No fewer than three million people, particularly rural dwellers in Bauchi State will benefit from the Agro-Climatic Resilience in Semi-Arid Landscapes (ACReSAL), a World Bank supported project in the state, Governor Bala Mohammed has said.
The project, according to the governor, will intervene in massive tree planting, irrigation farming, agroforestry, green house farming, plant nursery development units, farm produce processing centres and integrated solar-powered borehole schemes in the state.
At the stakeholders engagement in Bauchi yesterday, the governor said the state, through the SPMU, had received the advance release of the $2m to commence implementation of the project.
He told the implementation team that seven communities in the state; Gwaram, Kirfi, Gololo, Gwallagan Mayaka, Duguri, Suleiman Adamu and Yakubun Bauchi are beneficiaries of the first stage of the project implementation with huge interventions of civil works to include storm water- drainages and dams to avert flooding and erosion.
“Bauchi State is endowed with natural resources and special ecosystems, game reserves, vast arable and irrigable lands as well as water resources comprising 10 macro-watersheds, 46 micro- watersheds, seven major rivers, five lakes and ten major wetlands,” he said.
The governor said in spite of these endowments, natural and man-induced climatic changes and population increase constitute barriers to development and the state’s capacity to reach its optimum potential.
“Our first expression of interest to participate in the ACReSAI project was prepared by the state’s technical team and submitted to the World Bank in 2021. Within two years, there were many engagements during which the state government assiduously pursued all the processes of establishing the ACRESAL State Project Management Unit (SPMU), deployment of competent staff to the SPMU, provided project vehicles and above all release of the counterpart funds in the sum N500, 000,000 in 2022 despite the dwindling resources,” he said.

WHAT YOU HAVE TO DO: Resume the news report on the ACReSAL project in Bauchi State, picking up after its final sentence. The records that follow have no connection to the text about the ACReSAL project in Bauchi State.

SUPPLIED MATERIAL:

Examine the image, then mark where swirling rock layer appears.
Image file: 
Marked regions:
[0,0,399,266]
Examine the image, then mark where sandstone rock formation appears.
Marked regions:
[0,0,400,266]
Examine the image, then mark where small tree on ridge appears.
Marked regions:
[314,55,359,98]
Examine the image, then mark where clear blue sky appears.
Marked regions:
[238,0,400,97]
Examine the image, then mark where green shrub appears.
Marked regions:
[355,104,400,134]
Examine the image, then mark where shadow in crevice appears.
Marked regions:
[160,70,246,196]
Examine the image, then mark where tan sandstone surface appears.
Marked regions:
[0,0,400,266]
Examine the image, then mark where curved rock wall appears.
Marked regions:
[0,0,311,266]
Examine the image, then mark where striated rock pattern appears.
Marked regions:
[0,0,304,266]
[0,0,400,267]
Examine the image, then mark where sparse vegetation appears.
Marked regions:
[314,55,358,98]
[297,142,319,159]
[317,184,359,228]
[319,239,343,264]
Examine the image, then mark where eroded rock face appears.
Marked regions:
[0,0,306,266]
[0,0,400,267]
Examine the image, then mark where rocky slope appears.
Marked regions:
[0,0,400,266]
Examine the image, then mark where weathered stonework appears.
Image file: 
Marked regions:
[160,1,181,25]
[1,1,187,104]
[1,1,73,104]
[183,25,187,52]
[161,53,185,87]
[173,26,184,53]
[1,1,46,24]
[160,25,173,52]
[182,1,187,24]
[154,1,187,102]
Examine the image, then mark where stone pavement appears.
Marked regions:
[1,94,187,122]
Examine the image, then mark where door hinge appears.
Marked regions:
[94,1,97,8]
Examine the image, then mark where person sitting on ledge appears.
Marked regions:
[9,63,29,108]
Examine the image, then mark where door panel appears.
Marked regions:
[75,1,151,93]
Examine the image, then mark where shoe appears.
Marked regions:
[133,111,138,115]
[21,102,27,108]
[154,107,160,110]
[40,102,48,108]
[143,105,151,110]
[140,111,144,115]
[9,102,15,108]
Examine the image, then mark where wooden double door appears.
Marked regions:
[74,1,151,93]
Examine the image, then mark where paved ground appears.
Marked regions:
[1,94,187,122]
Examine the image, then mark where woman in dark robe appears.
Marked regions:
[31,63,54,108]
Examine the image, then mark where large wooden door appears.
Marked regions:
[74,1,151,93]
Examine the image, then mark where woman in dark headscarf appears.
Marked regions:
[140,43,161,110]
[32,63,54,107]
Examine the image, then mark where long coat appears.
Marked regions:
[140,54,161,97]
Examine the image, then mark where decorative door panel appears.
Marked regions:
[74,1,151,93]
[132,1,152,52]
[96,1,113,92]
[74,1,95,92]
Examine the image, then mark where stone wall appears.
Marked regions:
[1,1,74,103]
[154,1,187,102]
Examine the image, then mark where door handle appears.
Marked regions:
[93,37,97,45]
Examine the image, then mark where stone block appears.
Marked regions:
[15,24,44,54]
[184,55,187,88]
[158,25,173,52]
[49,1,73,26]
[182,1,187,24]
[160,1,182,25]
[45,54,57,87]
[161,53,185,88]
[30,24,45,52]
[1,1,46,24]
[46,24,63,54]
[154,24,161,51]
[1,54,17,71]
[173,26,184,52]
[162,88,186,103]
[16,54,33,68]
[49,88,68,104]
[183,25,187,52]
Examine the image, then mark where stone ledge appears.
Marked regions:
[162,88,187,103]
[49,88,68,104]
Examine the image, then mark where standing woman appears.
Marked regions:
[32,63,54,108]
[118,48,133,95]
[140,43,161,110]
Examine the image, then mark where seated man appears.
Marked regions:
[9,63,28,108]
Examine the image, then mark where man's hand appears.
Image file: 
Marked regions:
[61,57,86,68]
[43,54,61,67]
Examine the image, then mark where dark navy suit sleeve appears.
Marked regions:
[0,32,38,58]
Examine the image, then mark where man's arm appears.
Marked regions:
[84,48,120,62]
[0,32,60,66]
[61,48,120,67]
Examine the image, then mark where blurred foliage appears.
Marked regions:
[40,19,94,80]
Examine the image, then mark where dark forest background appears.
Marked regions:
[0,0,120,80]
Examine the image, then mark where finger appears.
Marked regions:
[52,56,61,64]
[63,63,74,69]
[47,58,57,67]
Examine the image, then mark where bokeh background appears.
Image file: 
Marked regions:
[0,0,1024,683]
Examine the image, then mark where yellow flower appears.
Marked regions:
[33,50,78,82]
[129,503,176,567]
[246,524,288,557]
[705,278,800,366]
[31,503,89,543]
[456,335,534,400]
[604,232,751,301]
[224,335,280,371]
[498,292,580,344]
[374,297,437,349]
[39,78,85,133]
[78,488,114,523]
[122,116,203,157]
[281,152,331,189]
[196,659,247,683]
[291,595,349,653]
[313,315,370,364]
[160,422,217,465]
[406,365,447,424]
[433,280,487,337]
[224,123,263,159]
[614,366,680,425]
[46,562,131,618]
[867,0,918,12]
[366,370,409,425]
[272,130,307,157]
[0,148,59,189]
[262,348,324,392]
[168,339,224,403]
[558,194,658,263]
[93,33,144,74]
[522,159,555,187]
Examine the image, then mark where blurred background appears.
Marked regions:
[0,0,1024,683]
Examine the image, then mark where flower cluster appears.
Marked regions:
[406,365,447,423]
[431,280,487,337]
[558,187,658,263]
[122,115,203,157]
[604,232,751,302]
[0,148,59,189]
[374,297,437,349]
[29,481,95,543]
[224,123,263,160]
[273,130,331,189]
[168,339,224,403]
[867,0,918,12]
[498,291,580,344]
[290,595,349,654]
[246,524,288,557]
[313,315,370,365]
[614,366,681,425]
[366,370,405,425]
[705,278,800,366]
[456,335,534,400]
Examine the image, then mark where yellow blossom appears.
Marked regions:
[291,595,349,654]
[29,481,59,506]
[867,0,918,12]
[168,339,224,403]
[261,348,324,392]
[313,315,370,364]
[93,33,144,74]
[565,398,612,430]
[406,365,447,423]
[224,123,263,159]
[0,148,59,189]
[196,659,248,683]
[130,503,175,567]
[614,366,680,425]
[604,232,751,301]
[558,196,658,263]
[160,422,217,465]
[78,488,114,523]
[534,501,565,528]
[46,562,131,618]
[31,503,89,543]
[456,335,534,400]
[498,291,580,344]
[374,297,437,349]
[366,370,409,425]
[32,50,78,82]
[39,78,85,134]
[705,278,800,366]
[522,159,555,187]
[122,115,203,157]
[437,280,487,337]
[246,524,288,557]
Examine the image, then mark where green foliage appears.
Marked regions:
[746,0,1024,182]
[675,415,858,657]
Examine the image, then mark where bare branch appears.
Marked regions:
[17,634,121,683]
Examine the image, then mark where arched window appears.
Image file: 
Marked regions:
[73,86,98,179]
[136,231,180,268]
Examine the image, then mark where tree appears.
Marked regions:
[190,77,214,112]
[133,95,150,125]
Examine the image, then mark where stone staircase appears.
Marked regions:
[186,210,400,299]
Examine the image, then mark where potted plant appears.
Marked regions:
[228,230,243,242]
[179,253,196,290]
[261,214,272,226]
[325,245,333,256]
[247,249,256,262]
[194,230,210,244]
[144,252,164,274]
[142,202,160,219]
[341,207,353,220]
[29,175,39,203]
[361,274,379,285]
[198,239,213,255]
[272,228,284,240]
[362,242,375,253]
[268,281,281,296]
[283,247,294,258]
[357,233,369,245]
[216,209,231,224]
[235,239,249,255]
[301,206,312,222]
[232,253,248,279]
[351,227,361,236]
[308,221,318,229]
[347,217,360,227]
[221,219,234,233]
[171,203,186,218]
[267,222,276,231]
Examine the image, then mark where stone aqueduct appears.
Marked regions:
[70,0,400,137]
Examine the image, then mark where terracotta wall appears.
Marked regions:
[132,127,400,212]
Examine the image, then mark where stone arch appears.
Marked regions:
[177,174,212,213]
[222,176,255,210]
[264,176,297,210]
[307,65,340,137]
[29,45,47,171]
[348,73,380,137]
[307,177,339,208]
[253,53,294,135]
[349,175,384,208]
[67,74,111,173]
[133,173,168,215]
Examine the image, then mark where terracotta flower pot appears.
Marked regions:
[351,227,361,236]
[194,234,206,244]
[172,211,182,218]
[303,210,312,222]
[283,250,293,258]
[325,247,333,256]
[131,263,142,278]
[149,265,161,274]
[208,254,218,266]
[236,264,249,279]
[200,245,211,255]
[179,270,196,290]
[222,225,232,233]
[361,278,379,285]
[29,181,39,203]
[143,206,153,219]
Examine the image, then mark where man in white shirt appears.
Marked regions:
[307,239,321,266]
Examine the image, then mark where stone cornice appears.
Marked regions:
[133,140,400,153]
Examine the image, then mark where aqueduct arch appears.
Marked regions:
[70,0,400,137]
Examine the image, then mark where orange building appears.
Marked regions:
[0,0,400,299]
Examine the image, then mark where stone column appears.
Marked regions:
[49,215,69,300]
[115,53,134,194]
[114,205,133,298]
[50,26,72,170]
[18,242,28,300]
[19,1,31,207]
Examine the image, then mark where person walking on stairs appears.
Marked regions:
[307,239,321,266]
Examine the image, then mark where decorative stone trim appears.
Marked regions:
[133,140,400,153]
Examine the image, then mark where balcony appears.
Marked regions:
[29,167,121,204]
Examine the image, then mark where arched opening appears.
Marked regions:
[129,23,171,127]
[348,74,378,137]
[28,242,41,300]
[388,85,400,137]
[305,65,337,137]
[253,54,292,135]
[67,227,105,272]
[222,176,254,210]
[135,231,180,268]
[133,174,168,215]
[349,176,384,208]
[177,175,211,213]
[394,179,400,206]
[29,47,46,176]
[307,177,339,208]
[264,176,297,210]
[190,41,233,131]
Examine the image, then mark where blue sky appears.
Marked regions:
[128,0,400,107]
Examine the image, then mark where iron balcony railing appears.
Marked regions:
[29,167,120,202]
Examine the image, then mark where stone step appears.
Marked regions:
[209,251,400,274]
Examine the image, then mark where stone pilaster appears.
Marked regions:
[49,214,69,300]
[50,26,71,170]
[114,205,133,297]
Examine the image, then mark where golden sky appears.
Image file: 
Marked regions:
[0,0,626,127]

REPLY:
The state project coordinator, Dr. Ibrahim Mohammed Gamawa on behalf of the benefitting communities commended the government for the initiative to participate in the ACReSAL project.
He listed the benefits of the projects, and presented representatives of the benefiting communities to the governor, while soliciting their cooperation for the successful execution and sustenance of the projects in the various communities of the state.
According to him, the implementation unit will ensure effective and judicious utilisation of all the funds for the benefit of the state.
The Emir of Katagum, Alhaji Umar Farouk II who was at the event appointed as the patron of the project implementation team assured the governor that they would do their best in ensuring its success, adding; “At the end of the six years project implementation, there would be institutionalised arrangement to sustain the laudable project in which over three million Bauchi indigenes would benefit.”
The commissioner for environment who is the chairman of the steering committee, Hamisu Mu’azu Shira, said the project is a welcome development to the state, hence the need for the steering and technical committees to engage all the critical stakeholders to achieve the desired objectives.